Objective: Express every line of the data below as a Markdown table with the columns "Row" and "Line," numbering the rows in order and omitting blank lines. Leave the pictures out of the table.

Photo object pointing data:
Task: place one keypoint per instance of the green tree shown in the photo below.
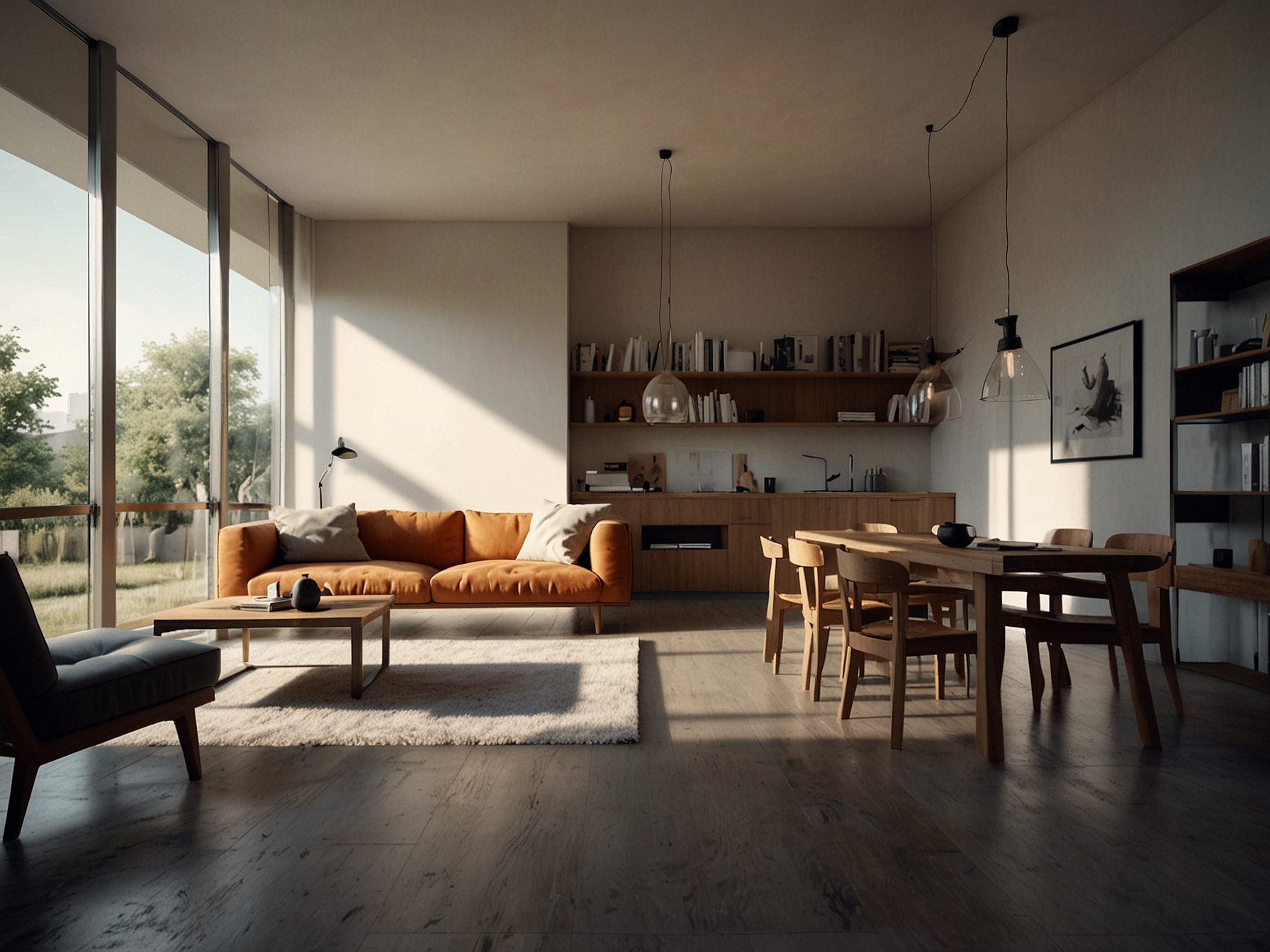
(26, 460)
(164, 424)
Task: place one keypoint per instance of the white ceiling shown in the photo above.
(792, 113)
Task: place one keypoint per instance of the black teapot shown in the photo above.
(305, 594)
(955, 535)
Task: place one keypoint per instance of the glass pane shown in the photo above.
(162, 561)
(256, 305)
(163, 418)
(43, 273)
(52, 560)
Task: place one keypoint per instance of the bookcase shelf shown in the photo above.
(787, 397)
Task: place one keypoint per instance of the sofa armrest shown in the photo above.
(242, 554)
(611, 560)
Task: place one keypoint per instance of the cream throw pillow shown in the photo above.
(319, 535)
(559, 532)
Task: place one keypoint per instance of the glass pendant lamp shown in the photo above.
(1013, 375)
(665, 399)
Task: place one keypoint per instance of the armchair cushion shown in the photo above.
(106, 673)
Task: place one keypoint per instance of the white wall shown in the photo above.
(1166, 168)
(751, 285)
(437, 351)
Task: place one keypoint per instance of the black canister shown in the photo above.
(305, 594)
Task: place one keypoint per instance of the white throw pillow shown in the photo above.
(559, 532)
(319, 535)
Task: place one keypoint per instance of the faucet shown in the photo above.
(828, 479)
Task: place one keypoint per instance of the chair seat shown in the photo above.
(106, 673)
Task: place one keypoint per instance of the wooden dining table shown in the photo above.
(989, 569)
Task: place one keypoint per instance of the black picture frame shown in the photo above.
(1089, 414)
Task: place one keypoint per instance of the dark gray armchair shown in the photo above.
(78, 691)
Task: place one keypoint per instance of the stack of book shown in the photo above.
(607, 482)
(1255, 385)
(713, 408)
(1255, 458)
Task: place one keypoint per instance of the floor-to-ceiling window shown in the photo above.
(163, 392)
(45, 314)
(256, 322)
(165, 307)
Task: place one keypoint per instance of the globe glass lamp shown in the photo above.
(665, 399)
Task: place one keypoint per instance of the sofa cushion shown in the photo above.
(106, 673)
(508, 580)
(559, 532)
(319, 535)
(494, 535)
(427, 538)
(409, 582)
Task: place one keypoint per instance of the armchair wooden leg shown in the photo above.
(187, 732)
(1056, 671)
(855, 667)
(19, 796)
(898, 681)
(1166, 659)
(1034, 672)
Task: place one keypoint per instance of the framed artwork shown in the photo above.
(1096, 404)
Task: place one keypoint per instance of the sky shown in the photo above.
(43, 282)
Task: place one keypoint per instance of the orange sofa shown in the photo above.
(439, 560)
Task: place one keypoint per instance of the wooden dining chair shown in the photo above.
(777, 604)
(1057, 628)
(822, 607)
(941, 597)
(893, 640)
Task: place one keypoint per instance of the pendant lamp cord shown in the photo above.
(930, 182)
(665, 245)
(1007, 176)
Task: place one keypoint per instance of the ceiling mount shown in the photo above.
(1005, 27)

The completed task:
| Row | Line |
|---|---|
| 1 | Task: place one keypoint per instance of the green tree shown in the photo below. |
| 2 | (26, 460) |
| 3 | (164, 424) |
| 4 | Task: place one keypoint per instance of the white ceiling shown in the photo above. |
| 5 | (792, 113) |
| 6 | Task: place one keypoint per instance of the black teapot shown in the photo above. |
| 7 | (305, 594) |
| 8 | (955, 535) |
| 9 | Task: place one keypoint per instance of the glass pane shown in the photo above. |
| 10 | (162, 561) |
| 11 | (256, 305) |
| 12 | (163, 418) |
| 13 | (43, 273) |
| 14 | (52, 560) |
| 15 | Task: place one keypoint per instance of the bookcase shelf shown in the photo above. |
| 16 | (787, 397) |
| 17 | Task: place one keypoint per instance of the sofa armrest shown in the photo above. |
| 18 | (242, 554) |
| 19 | (611, 560) |
| 20 | Task: place one keypoint per instance of the cream throw pillow shown in the photo above. |
| 21 | (319, 535) |
| 22 | (559, 532) |
| 23 | Task: place one keypoint per instance of the glass pendant lamp shown in the photo above. |
| 24 | (1013, 375) |
| 25 | (665, 399) |
| 26 | Task: place one keypoint per instance of the armchair cushion shown in the photo above. |
| 27 | (106, 673) |
| 28 | Task: place one keypoint per instance of the white wall shown in the photo above. |
| 29 | (1166, 168) |
| 30 | (751, 285) |
| 31 | (437, 351) |
| 32 | Task: place one keypoint per instance of the black canister shown in the photo above. |
| 33 | (305, 594) |
| 34 | Task: place one keypoint per instance of the white throw pillow shown in the photo above. |
| 35 | (559, 532) |
| 36 | (319, 535) |
| 37 | Task: place one keypoint per instance of the faucet shown in the photo above. |
| 38 | (828, 479) |
| 39 | Task: place one keypoint per instance of the chair seat shown in the photo above. |
| 40 | (106, 673) |
| 41 | Task: place one keypoint per instance of the wooden dining table shown in the photo above. |
| 42 | (989, 569) |
| 43 | Task: place one keypoint per instance of the black picture frame shown in the photo above. |
| 44 | (1089, 414) |
| 45 | Task: place one keypoint per instance of the dark gray armchair shown in the photo above. |
| 46 | (78, 691) |
| 47 | Task: place one keypoint per instance of the stack of book shown in the photo above. |
| 48 | (607, 482) |
| 49 | (1255, 385) |
| 50 | (713, 408) |
| 51 | (1255, 458) |
| 52 | Task: place one keypoint per instance of the floor-to-ceiling window shown in the photo above. |
| 53 | (163, 392) |
| 54 | (45, 314) |
| 55 | (256, 322) |
| 56 | (165, 307) |
| 57 | Task: place one keypoint per instance of the globe glass lamp shown in the photo above. |
| 58 | (665, 399) |
| 59 | Task: place one keypoint per instance of the sofa cushion shown in the photo above. |
| 60 | (106, 673) |
| 61 | (508, 580) |
| 62 | (559, 532) |
| 63 | (319, 535) |
| 64 | (494, 535) |
| 65 | (427, 538) |
| 66 | (409, 582) |
| 67 | Task: place one keypoint per instance of the armchair wooden leg shown in the photo above. |
| 68 | (187, 732) |
| 69 | (1056, 671) |
| 70 | (855, 667) |
| 71 | (19, 796) |
| 72 | (898, 681) |
| 73 | (1166, 659) |
| 74 | (1034, 672) |
| 75 | Task: place one keypoint per instance of the framed artwork shown in the photo above. |
| 76 | (1096, 404) |
| 77 | Task: place one keypoint per instance of the sky shown in the photo above. |
| 78 | (43, 282) |
| 79 | Task: place one keypoint per instance of the orange sofa shown in the photo above. |
| 80 | (439, 560) |
| 81 | Task: place one keypoint per instance of the wooden dining chair shown in the photo above. |
| 82 | (777, 604) |
| 83 | (1057, 628) |
| 84 | (822, 607) |
| 85 | (941, 597) |
| 86 | (893, 640) |
| 87 | Task: place one keypoint per instance of the pendant lamp cord shown in the photo above. |
| 88 | (930, 182) |
| 89 | (665, 245) |
| 90 | (1007, 176) |
| 91 | Task: place one keypoint per instance of the ceiling mount shown in the photo above. |
| 92 | (1005, 27) |